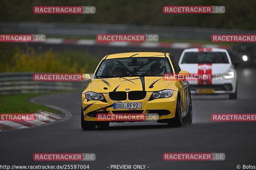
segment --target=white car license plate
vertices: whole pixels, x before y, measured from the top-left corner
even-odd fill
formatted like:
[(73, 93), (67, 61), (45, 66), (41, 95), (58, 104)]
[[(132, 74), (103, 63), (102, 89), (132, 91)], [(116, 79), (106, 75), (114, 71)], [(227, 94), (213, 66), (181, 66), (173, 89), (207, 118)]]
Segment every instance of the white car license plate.
[(114, 103), (113, 108), (114, 109), (140, 109), (141, 108), (141, 102), (132, 103)]

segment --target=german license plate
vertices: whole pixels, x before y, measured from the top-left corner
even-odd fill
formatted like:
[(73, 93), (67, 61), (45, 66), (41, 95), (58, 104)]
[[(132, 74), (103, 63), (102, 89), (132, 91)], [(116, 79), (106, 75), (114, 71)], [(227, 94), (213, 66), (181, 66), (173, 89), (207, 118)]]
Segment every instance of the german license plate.
[(198, 89), (196, 90), (196, 93), (211, 94), (214, 93), (214, 89)]
[(114, 103), (113, 108), (114, 109), (140, 109), (141, 108), (142, 105), (141, 102)]

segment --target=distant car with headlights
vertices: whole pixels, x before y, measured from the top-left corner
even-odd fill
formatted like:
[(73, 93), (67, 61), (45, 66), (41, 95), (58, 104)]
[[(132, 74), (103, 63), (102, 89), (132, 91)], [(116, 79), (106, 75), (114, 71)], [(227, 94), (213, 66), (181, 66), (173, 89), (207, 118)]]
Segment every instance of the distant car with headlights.
[(211, 79), (188, 81), (191, 93), (198, 94), (228, 94), (237, 98), (237, 74), (225, 49), (193, 48), (185, 49), (179, 64), (191, 73), (211, 75)]
[(187, 82), (163, 78), (164, 73), (177, 72), (189, 74), (181, 70), (168, 53), (132, 52), (105, 56), (92, 77), (83, 75), (90, 82), (82, 95), (82, 128), (106, 128), (110, 122), (124, 122), (100, 121), (99, 114), (117, 117), (124, 114), (140, 116), (156, 114), (157, 122), (170, 126), (180, 126), (182, 122), (191, 123), (192, 103)]

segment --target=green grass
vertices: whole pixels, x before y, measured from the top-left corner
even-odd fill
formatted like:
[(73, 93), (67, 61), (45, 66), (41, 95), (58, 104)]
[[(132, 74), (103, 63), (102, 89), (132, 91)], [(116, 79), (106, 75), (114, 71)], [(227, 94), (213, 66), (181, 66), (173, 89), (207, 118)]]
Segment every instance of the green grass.
[(30, 103), (29, 99), (39, 95), (51, 93), (38, 93), (21, 94), (0, 96), (0, 113), (32, 113), (38, 110), (53, 113), (59, 111), (40, 105)]

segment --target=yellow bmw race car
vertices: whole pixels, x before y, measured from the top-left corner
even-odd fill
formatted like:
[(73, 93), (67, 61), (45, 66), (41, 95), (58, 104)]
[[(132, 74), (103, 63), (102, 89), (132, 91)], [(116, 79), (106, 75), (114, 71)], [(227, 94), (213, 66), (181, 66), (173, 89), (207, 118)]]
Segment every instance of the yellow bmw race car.
[[(180, 126), (182, 122), (191, 123), (192, 103), (187, 81), (163, 78), (164, 74), (175, 73), (189, 74), (180, 70), (169, 53), (131, 52), (105, 56), (92, 78), (83, 75), (84, 80), (90, 82), (82, 94), (82, 128), (107, 127), (110, 122), (148, 121), (138, 118), (153, 114), (157, 115), (157, 122), (170, 127)], [(120, 115), (129, 114), (136, 114), (137, 119), (120, 118)], [(102, 115), (110, 118), (100, 119)]]

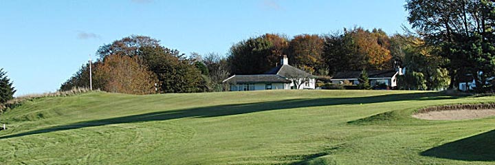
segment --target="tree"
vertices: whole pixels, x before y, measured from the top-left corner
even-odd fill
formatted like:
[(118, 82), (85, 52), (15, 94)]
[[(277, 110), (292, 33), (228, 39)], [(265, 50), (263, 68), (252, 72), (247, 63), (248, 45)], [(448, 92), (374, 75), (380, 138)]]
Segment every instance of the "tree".
[(361, 71), (361, 74), (360, 74), (360, 78), (358, 80), (359, 81), (359, 84), (358, 86), (361, 89), (371, 89), (371, 86), (369, 84), (369, 80), (368, 77), (368, 72), (363, 69)]
[(381, 30), (361, 28), (324, 37), (322, 57), (329, 74), (337, 72), (391, 69), (389, 37)]
[(235, 74), (258, 74), (276, 65), (280, 57), (272, 52), (274, 45), (266, 37), (250, 38), (230, 47), (230, 70)]
[(0, 104), (6, 102), (10, 99), (14, 98), (14, 94), (16, 90), (12, 87), (12, 82), (10, 79), (7, 77), (7, 72), (3, 71), (3, 68), (0, 69)]
[(370, 32), (363, 28), (355, 28), (346, 34), (353, 38), (355, 52), (360, 58), (364, 58), (366, 65), (360, 69), (388, 69), (392, 56), (387, 46), (388, 38), (381, 30), (373, 30)]
[(297, 35), (289, 44), (289, 58), (292, 64), (309, 73), (328, 75), (328, 67), (323, 60), (324, 40), (318, 35)]
[(209, 53), (203, 58), (208, 68), (210, 79), (210, 87), (214, 91), (221, 91), (224, 87), (222, 81), (230, 74), (227, 58), (216, 53)]
[(329, 75), (338, 72), (358, 70), (366, 65), (364, 58), (355, 52), (351, 37), (334, 33), (324, 38), (322, 58), (329, 66)]
[(149, 36), (132, 35), (100, 47), (96, 54), (102, 59), (111, 54), (133, 56), (142, 54), (140, 48), (142, 47), (159, 47), (161, 46), (159, 40)]
[(399, 81), (401, 88), (434, 90), (448, 86), (450, 78), (447, 69), (442, 67), (447, 60), (436, 54), (438, 47), (426, 45), (422, 39), (413, 36), (401, 36), (397, 40), (403, 43), (402, 65), (407, 69)]
[(164, 47), (140, 47), (138, 56), (160, 81), (161, 93), (201, 91), (201, 74), (179, 51)]
[(439, 45), (439, 54), (449, 60), (450, 88), (470, 72), (477, 89), (494, 89), (487, 78), (495, 76), (495, 6), (493, 1), (408, 0), (408, 20), (427, 44)]
[(96, 77), (104, 78), (102, 89), (131, 94), (155, 93), (157, 79), (146, 66), (140, 65), (138, 60), (135, 56), (111, 54), (105, 56), (95, 74)]

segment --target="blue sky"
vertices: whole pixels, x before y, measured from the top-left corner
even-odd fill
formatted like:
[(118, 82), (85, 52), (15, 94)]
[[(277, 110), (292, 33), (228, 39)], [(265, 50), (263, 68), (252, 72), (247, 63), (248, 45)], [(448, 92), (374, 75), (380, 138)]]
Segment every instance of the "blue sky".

WORK INSTRUCTIONS » Copy every record above verbatim, leaving out the pictures.

FINAL ANSWER »
segment --target=white car license plate
vertices: whole pixels, x before y, measured from the top-left corner
even-odd fill
formatted like:
[(73, 93), (67, 61), (45, 66), (41, 95), (58, 104)]
[[(132, 74), (103, 63), (102, 89), (132, 91)], [(116, 79), (106, 75), (114, 71)], [(227, 94), (213, 66), (181, 66), (173, 89), (207, 118)]]
Segment every instance of the white car license plate.
[(114, 103), (113, 108), (114, 109), (140, 109), (141, 108), (141, 102), (132, 103)]

segment --target=german license plate
vertices: whole pixels, x before y, measured from the top-left corner
even-odd fill
formatted like:
[(73, 93), (67, 61), (45, 66), (41, 95), (58, 104)]
[[(132, 74), (103, 63), (102, 89), (132, 91)], [(116, 79), (106, 75), (114, 71)], [(227, 94), (213, 66), (181, 66), (173, 89), (207, 118)]]
Segment every instance of the german license plate.
[(198, 89), (196, 90), (196, 93), (211, 94), (214, 93), (214, 89)]
[(114, 103), (113, 108), (114, 109), (140, 109), (141, 108), (142, 105), (141, 102)]

segment --target=distant car with headlights
vertices: whole pixels, x before y, measured from the top-left corner
even-odd fill
formatted like:
[(73, 93), (67, 61), (45, 66), (41, 95), (58, 104)]
[[(132, 74), (103, 63), (102, 89), (132, 91)], [(116, 79), (106, 75), (114, 71)], [(227, 94), (213, 66), (181, 66), (173, 89), (207, 118)]]
Segment every instance of the distant car with headlights.
[(211, 79), (188, 81), (191, 93), (198, 94), (228, 94), (237, 98), (237, 74), (225, 49), (193, 48), (185, 49), (179, 64), (191, 73), (211, 75)]
[(187, 82), (163, 78), (164, 73), (177, 72), (189, 74), (181, 70), (168, 53), (132, 52), (105, 56), (92, 77), (83, 75), (90, 82), (82, 95), (82, 128), (106, 128), (110, 122), (124, 122), (100, 121), (99, 114), (117, 117), (124, 114), (140, 116), (156, 114), (157, 122), (170, 126), (180, 126), (182, 122), (191, 123), (192, 103)]

segment --target=green grass
vertices: whole pixels, x before y, measured from the top-left corner
even-odd fill
formatted like:
[(73, 93), (67, 61), (45, 66), (41, 95), (58, 104)]
[[(132, 74), (103, 63), (102, 89), (132, 91)], [(116, 79), (106, 75), (114, 71)], [(227, 94), (213, 66), (181, 66), (173, 89), (207, 118)]]
Segment every instance of the green grass.
[(30, 103), (29, 99), (39, 95), (51, 93), (38, 93), (21, 94), (0, 96), (0, 113), (32, 113), (38, 110), (53, 113), (59, 111), (40, 105)]

segment --target=yellow bmw race car
vertices: whole pixels, x before y, measured from the top-left corner
even-odd fill
formatted like:
[(73, 93), (67, 61), (45, 66), (41, 95), (58, 104)]
[[(132, 74), (103, 63), (102, 89), (132, 91)], [(116, 79), (106, 75), (114, 71)], [(227, 94), (213, 66), (181, 66), (173, 89), (207, 118)]]
Segment every instance of the yellow bmw race car.
[[(180, 126), (182, 122), (191, 123), (192, 103), (187, 81), (163, 78), (164, 74), (175, 73), (189, 74), (180, 70), (169, 53), (131, 52), (105, 56), (92, 78), (83, 75), (84, 80), (90, 82), (82, 94), (82, 128), (107, 127), (110, 122), (148, 121), (138, 118), (153, 114), (157, 115), (157, 122), (170, 127)], [(120, 115), (129, 114), (136, 114), (137, 119), (120, 118)], [(102, 115), (110, 118), (100, 119)]]

segment --target="tree"
vertices: whole pixels, x before y, measured from the top-left corner
even-odd fill
formatted like:
[(118, 82), (85, 52), (15, 94)]
[[(277, 110), (292, 33), (228, 39)], [(265, 50), (263, 68), (252, 72), (247, 63), (248, 45)], [(448, 92), (374, 75), (380, 138)]]
Segment every instance of the "tree".
[(361, 71), (361, 74), (360, 74), (360, 78), (358, 80), (359, 81), (359, 84), (358, 86), (361, 89), (371, 89), (371, 86), (369, 84), (369, 80), (368, 77), (368, 72), (363, 69)]
[(381, 30), (361, 28), (324, 37), (322, 57), (329, 74), (337, 72), (391, 69), (389, 37)]
[(235, 74), (258, 74), (276, 65), (280, 57), (272, 52), (274, 45), (266, 37), (250, 38), (230, 47), (230, 70)]
[(0, 104), (6, 102), (10, 99), (14, 98), (14, 94), (16, 90), (12, 87), (12, 82), (10, 79), (7, 77), (7, 72), (3, 71), (3, 68), (0, 69)]
[(370, 32), (363, 28), (355, 28), (346, 34), (353, 38), (355, 52), (360, 58), (364, 58), (366, 65), (360, 69), (388, 69), (392, 56), (387, 46), (388, 38), (381, 30), (373, 30)]
[(297, 35), (289, 44), (289, 58), (292, 64), (309, 73), (328, 75), (328, 67), (323, 60), (324, 40), (318, 35)]
[(209, 53), (203, 58), (208, 68), (210, 79), (210, 87), (214, 91), (221, 91), (224, 87), (222, 81), (230, 74), (227, 58), (216, 53)]
[(329, 75), (338, 72), (358, 70), (366, 65), (364, 58), (355, 52), (351, 37), (334, 33), (324, 38), (322, 58), (329, 66)]
[(149, 36), (132, 35), (100, 47), (96, 54), (102, 59), (111, 54), (133, 56), (142, 54), (140, 48), (142, 47), (159, 47), (161, 46), (159, 40)]
[(399, 81), (401, 88), (434, 90), (448, 86), (450, 78), (447, 69), (442, 67), (447, 60), (436, 54), (438, 47), (426, 45), (422, 39), (413, 36), (401, 36), (397, 40), (403, 43), (402, 65), (407, 69)]
[(164, 47), (140, 47), (138, 56), (160, 81), (161, 93), (201, 91), (201, 74), (179, 51)]
[(439, 45), (439, 54), (449, 60), (450, 88), (470, 72), (477, 89), (494, 89), (487, 78), (495, 76), (495, 6), (493, 1), (408, 0), (408, 20), (427, 44)]
[(96, 77), (104, 78), (102, 89), (131, 94), (155, 93), (157, 79), (146, 66), (140, 65), (138, 60), (135, 56), (111, 54), (105, 56), (95, 74)]

segment --target="blue sky"
vertices: whole pixels, x before y, measured from the top-left corner
even-odd fill
formatted like:
[(118, 82), (85, 52), (15, 94)]
[[(277, 110), (292, 33), (228, 39)], [(265, 50), (263, 68), (252, 72), (247, 63), (248, 45)], [(448, 92), (374, 75), (380, 138)]]
Segment every instance of the "blue sky".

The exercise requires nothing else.